SUPPLIED TEXT →
========

Despite being one of the top contributors to disabilities among children, there is a significant lack of epidemiological data on pediatric stroke in Indonesia. Stroke was identified as the second leading cause of death and the third leading cause of disability globally [1]. In Indonesia, stroke is the leading cause of death. According to the 2018 Indonesian Basic Health Research (Riskesdas) report, stroke in Indonesia increased from 7 per 1,000 people in 2013 to 10.9 per 1,000 in 2018. Financially, stroke is one of the most costly catastrophic diseases, with expenditures reaching 3.23 trillion rupiah ($218.92 million) in 2022, making it the third highest after heart disease and cancer. This represents a significant increase from 2021, when the spending was 1.91 trillion rupiah ($134.51 million) [2]. Indonesia has one of the highest rates of stroke burden and mortality rates among other Southeast Asian (SEA) countries [3].

Pediatric stroke is distinct from adult stroke as it is not predominantly influenced by typical adult risk factors such as hypertension and smoking [3,4]. Pediatric stroke results in substantial morbidity and mortality. Approximately 10%–25% of children who suffer a stroke will die, up to 25% will experience a recurrence, and up to 66% will have lasting neurological deficits or develop subsequent seizure disorders, learning difficulties, cerebral palsy [5], or developmental issues. The early onset of these impairments along with their profound impact on the quality of life for both the child and family, substantially increases the economic and emotional burden on society [6]. Therefore, early detection and management are crucial in mitigating the impacts of pediatric stroke.

Epidemiological data provides clinicians with an estimate of disease occurrence in their local area. This occurrence information is critical for predicting patient diagnoses, as it affects the accuracy and reliability of diagnostic tests, ultimately helping to confirm or rule out specific conditions [7]. Current data on stroke burden and risk factors is inadequate, underscoring the urgent need for high-quality data collection at both hospital and population levels, particularly in the SEA region [8]. Diagnosing childhood stroke based solely on clinical criteria is especially challenging compared to adults. Among children presenting with sudden onset of focal deficits, nonstroke conditions are identified in 21%–90% of cases, including migraine (28%), seizures (15%), Bell's palsy (10%), and conversion disorders (6%) [9]. Therefore, imaging confirmation is essential for diagnosing pediatric stroke, unlike adult stroke where the clinical diagnosis (not pathological diagnosis of stroke types) often follows the World Health Organization criteria. Additionally, using International Classification of Diseases (ICD) codes for identifying pediatric stroke is less reliable compared to their use in adult stroke cases [10]. A national study in the United States also discovered that research relying solely on ICD codes may underestimate the rates of childhood ischemic stroke, particularly among neonates [11].

========

Dataset excerpts:

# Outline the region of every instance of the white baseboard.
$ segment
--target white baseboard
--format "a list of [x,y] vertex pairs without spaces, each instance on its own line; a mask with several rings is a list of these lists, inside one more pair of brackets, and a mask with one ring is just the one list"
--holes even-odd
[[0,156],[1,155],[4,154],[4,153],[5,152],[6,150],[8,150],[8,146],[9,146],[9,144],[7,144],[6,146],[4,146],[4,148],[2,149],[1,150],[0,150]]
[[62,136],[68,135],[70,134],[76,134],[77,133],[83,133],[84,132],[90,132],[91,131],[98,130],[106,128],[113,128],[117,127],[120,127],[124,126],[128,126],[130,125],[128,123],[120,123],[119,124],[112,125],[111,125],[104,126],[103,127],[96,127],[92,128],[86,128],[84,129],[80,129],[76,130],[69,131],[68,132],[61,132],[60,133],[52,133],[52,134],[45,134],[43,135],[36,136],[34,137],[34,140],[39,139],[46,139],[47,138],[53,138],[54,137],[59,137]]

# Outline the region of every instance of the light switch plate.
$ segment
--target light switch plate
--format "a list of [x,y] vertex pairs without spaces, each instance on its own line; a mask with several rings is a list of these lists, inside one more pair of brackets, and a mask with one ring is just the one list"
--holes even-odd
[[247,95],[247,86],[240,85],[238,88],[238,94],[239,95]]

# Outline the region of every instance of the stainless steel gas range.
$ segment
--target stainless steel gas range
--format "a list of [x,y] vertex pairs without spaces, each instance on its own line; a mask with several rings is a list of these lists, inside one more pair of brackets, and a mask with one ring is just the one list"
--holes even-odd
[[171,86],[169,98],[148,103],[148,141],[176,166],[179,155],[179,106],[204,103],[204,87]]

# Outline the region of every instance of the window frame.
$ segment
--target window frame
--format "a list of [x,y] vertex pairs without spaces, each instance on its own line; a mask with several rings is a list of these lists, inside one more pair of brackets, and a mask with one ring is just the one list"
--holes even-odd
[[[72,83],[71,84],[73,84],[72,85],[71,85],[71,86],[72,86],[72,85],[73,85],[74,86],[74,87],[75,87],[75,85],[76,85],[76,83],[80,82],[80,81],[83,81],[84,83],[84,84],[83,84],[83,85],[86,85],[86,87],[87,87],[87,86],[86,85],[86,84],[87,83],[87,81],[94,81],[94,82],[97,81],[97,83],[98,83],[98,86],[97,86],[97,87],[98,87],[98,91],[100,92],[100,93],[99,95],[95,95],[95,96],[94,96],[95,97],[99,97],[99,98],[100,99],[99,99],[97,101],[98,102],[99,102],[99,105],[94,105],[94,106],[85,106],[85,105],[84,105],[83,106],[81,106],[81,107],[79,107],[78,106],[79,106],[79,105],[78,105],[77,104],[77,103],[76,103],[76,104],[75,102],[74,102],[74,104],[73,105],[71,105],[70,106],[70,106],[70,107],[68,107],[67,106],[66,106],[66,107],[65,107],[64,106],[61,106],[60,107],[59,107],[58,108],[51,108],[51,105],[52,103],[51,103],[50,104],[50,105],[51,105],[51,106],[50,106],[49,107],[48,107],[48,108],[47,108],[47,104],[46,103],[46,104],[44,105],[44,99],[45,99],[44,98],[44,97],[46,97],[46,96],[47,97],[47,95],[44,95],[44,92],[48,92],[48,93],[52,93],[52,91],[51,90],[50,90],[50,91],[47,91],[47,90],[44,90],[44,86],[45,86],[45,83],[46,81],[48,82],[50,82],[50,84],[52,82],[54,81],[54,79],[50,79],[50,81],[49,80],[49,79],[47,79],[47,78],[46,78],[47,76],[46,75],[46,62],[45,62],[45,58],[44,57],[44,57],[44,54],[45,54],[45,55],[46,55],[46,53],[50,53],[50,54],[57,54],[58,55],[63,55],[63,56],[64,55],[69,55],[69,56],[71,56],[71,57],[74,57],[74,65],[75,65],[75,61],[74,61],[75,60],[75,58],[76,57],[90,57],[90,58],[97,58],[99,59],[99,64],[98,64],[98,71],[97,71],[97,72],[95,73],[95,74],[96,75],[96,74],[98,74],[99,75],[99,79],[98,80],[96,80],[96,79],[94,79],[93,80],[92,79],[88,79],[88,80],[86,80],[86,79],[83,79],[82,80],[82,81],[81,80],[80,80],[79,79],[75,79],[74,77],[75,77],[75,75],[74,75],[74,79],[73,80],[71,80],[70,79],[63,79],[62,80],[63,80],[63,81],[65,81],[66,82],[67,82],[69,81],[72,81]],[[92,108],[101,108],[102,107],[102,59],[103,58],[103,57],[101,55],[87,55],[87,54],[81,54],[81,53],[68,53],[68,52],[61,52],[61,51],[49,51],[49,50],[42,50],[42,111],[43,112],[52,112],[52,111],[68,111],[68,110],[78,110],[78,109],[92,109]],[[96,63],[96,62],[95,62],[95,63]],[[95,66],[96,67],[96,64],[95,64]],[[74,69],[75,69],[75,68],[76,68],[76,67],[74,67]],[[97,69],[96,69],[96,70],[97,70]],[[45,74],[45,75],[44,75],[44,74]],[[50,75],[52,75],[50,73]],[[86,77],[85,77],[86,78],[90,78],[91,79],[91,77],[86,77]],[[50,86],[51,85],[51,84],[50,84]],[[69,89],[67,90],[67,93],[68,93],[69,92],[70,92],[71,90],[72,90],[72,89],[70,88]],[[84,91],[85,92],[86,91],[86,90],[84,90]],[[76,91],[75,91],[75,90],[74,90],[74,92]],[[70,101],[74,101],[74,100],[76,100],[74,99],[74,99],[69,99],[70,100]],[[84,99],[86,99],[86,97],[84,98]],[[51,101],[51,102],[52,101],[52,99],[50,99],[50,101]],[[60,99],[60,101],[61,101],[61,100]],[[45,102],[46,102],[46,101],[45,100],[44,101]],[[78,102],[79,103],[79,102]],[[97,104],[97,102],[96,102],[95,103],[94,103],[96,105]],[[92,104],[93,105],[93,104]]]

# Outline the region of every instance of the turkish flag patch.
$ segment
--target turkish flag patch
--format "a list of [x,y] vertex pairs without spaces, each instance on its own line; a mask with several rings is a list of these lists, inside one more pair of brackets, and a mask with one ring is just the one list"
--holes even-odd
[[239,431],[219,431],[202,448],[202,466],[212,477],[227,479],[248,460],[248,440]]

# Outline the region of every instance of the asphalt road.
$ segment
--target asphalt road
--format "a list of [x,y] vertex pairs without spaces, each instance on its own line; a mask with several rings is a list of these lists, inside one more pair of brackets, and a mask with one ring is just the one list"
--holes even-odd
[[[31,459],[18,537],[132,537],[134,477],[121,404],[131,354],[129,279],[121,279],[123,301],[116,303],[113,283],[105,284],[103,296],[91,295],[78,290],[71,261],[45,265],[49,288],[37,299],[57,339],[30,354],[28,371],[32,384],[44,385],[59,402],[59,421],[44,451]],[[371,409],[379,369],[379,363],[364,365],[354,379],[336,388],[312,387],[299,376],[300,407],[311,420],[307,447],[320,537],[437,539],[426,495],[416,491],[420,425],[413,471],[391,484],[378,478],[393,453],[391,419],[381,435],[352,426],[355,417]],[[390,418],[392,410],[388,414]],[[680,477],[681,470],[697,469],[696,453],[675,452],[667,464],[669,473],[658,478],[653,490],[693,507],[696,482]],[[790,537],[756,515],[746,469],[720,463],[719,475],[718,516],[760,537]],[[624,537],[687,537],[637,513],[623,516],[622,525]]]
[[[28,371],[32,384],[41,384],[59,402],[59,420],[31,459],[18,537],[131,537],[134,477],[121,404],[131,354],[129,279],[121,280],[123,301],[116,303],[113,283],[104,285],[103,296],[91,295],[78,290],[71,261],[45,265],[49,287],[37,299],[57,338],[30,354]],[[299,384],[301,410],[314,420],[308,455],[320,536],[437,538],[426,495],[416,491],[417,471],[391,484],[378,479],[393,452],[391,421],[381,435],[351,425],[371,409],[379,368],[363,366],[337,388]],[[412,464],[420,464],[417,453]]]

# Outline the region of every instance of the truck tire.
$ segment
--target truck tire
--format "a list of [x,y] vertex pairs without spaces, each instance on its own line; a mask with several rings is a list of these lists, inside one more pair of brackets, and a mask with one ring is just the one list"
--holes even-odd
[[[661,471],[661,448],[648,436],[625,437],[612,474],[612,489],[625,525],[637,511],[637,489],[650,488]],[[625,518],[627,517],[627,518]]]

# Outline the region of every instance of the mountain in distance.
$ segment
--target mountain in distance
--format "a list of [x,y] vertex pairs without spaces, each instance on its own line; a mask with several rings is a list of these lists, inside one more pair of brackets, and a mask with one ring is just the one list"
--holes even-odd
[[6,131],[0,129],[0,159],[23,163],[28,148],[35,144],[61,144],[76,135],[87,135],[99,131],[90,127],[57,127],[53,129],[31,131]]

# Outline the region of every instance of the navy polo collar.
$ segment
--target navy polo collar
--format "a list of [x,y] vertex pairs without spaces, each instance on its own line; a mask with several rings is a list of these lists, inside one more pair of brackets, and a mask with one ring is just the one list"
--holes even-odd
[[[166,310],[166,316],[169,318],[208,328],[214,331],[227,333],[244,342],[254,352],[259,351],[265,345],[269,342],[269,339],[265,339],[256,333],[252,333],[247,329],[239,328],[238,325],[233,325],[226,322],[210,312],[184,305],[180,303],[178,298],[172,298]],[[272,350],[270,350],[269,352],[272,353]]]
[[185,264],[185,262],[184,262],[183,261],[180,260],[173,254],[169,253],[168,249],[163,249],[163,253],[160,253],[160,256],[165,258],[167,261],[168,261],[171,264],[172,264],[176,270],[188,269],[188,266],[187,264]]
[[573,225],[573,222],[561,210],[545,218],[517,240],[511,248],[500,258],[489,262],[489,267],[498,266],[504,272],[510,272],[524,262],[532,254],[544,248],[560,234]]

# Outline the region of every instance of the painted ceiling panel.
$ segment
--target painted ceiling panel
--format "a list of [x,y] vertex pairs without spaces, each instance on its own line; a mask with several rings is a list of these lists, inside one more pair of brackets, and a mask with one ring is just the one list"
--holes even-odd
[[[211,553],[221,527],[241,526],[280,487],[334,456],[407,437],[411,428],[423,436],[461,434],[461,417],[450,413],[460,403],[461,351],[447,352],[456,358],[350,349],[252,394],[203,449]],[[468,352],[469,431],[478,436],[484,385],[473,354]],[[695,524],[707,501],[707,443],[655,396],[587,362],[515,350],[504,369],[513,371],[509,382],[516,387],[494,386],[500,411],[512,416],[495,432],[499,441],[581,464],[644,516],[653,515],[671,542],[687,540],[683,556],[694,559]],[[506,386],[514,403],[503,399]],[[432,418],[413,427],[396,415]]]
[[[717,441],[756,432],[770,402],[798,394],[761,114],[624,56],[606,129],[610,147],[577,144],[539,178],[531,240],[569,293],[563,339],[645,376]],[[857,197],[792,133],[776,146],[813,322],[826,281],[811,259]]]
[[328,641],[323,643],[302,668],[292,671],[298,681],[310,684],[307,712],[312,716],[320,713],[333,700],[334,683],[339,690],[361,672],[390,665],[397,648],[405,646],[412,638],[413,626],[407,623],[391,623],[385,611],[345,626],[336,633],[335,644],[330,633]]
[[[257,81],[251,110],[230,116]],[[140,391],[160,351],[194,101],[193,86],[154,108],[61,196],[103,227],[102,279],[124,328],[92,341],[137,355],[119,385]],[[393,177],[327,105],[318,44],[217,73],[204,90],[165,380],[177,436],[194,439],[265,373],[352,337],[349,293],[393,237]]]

========

TASK INSTRUCTIONS →
A. Reproduce the pediatric stroke text from "Pediatric stroke is distinct" to "of pediatric stroke.".
B. According to the pediatric stroke text, which nonstroke conditions are identified among children presenting with sudden onset of focal deficits?
You can leave the rows aside.

ANSWER LIST →
A.
Pediatric stroke is distinct from adult stroke as it is not predominantly influenced by typical adult risk factors such as hypertension and smoking [3,4]. Pediatric stroke results in substantial morbidity and mortality. Approximately 10%–25% of children who suffer a stroke will die, up to 25% will experience a recurrence, and up to 66% will have lasting neurological deficits or develop subsequent seizure disorders, learning difficulties, cerebral palsy [5], or developmental issues. The early onset of these impairments along with their profound impact on the quality of life for both the child and family, substantially increases the economic and emotional burden on society [6]. Therefore, early detection and management are crucial in mitigating the impacts of pediatric stroke.

B.
- Migraine
- Seizures
- Bell's palsy
- Conversion disorders